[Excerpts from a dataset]
Start of Block

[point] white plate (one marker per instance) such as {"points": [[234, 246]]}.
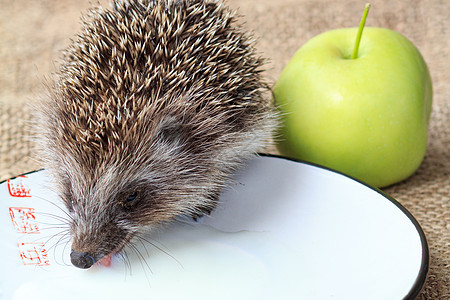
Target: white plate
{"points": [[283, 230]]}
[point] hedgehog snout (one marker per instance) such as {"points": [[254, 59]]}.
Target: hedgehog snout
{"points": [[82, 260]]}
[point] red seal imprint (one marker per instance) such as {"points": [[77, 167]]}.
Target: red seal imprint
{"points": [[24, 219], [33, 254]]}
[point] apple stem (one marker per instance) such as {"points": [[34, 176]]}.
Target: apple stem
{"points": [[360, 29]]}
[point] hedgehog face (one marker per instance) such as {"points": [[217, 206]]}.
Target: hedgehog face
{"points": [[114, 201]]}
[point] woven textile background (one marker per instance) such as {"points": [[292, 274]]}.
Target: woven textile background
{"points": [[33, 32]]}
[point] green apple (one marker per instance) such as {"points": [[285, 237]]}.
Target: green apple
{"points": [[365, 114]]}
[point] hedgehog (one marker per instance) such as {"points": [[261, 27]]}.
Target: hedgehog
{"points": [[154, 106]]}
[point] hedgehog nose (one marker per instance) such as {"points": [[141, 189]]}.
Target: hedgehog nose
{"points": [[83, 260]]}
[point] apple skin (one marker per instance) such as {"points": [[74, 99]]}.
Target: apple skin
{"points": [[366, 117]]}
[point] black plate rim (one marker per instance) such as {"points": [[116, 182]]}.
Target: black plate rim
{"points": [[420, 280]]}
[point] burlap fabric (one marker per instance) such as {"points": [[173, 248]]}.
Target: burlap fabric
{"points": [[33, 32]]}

End of Block
Start of Block

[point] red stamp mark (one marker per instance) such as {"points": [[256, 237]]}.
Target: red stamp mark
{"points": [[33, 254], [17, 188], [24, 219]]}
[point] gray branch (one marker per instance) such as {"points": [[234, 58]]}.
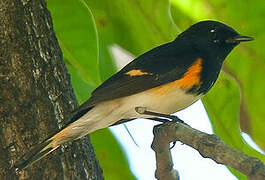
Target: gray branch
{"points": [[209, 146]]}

End of Block

◆ **Action item**
In the entries above, find the line with "[point] white plate" and the line with "[point] apple skin". Return exactly those lines and all the ones between them, pictures excluded.

◆ **Response area**
[point] white plate (one marker per instance) such as {"points": [[234, 246]]}.
Target: white plate
{"points": [[283, 230]]}
[point] hedgehog snout (one marker per instance) such as {"points": [[254, 59]]}.
Target: hedgehog snout
{"points": [[82, 260]]}
[point] red seal imprint (one marker per instance) such as {"points": [[77, 167]]}.
Target: red seal imprint
{"points": [[24, 219], [33, 254]]}
[point] apple stem (one marker per instance) such as {"points": [[34, 176]]}.
Target: apple stem
{"points": [[360, 29]]}
[point] hedgehog face (one marker per instance) such as {"points": [[217, 206]]}.
Target: hedgehog face
{"points": [[114, 201]]}
[point] woven textile background (one marker per instance) such as {"points": [[292, 274]]}.
Target: woven textile background
{"points": [[33, 32]]}
[point] green apple (one marker per instance) such as {"points": [[285, 237]]}.
Target: green apple
{"points": [[365, 114]]}
[point] hedgehog (one marker per instance) such as {"points": [[261, 27]]}.
Target: hedgehog
{"points": [[154, 106]]}
[point] hedgehog nose (one marker per instance) such as {"points": [[141, 189]]}.
Target: hedgehog nose
{"points": [[83, 260]]}
[point] apple skin (one marker per instance) such as {"points": [[74, 99]]}.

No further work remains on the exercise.